Transcribe every line, keeping it exact.

* Begin Extracted entries *

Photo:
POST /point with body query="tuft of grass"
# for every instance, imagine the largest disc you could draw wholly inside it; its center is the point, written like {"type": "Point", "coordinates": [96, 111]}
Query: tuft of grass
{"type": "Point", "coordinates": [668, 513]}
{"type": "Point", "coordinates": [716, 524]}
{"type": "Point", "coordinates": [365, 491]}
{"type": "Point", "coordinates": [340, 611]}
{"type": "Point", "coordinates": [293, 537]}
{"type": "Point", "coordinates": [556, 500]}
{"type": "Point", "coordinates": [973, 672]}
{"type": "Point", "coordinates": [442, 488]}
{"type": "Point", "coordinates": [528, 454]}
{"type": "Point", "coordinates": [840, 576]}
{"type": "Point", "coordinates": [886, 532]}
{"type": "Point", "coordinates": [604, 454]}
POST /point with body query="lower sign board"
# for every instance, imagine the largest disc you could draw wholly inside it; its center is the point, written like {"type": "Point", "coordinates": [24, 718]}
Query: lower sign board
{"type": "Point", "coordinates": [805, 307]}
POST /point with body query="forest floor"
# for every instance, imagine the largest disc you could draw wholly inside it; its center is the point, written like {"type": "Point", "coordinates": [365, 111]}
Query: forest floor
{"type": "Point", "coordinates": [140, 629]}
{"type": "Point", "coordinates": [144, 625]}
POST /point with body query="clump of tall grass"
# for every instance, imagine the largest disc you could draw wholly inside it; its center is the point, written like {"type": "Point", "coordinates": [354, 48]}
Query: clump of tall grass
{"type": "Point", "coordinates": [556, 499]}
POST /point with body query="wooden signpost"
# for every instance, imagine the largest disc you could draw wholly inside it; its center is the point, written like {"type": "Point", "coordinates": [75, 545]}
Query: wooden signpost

* End Extracted entries *

Expected answer
Photo:
POST /point with body query="tuft of grass"
# for every instance, imagine the largest disc you could draw wholly inside it; its center is the point, written like {"type": "Point", "coordinates": [96, 111]}
Query: tuft of grass
{"type": "Point", "coordinates": [668, 513]}
{"type": "Point", "coordinates": [716, 524]}
{"type": "Point", "coordinates": [365, 491]}
{"type": "Point", "coordinates": [340, 611]}
{"type": "Point", "coordinates": [293, 537]}
{"type": "Point", "coordinates": [556, 500]}
{"type": "Point", "coordinates": [973, 672]}
{"type": "Point", "coordinates": [442, 488]}
{"type": "Point", "coordinates": [528, 454]}
{"type": "Point", "coordinates": [840, 576]}
{"type": "Point", "coordinates": [886, 532]}
{"type": "Point", "coordinates": [604, 454]}
POST /point with body query="lower sign board"
# for every instance, imagine the largest disc you could draw wholly inside it; its center is the point, written like {"type": "Point", "coordinates": [24, 718]}
Query: lower sign board
{"type": "Point", "coordinates": [805, 307]}
POST /point with body query="forest floor"
# for every instance, imagine the largest disc you could draw wholly inside it; its center is the point, written like {"type": "Point", "coordinates": [365, 111]}
Query: forest floor
{"type": "Point", "coordinates": [140, 629]}
{"type": "Point", "coordinates": [144, 625]}
POST /point with body query="clump of tall grass"
# for every instance, imagine the largest disc you could draw wholly inside it; its center is the point, written like {"type": "Point", "coordinates": [354, 48]}
Query: clump of tall grass
{"type": "Point", "coordinates": [556, 499]}
POST /point with body query="wooden signpost"
# for every instance, imagine the largest disc you could draw wholly inside it; its center is the point, written like {"type": "Point", "coordinates": [75, 545]}
Query: wooden signpost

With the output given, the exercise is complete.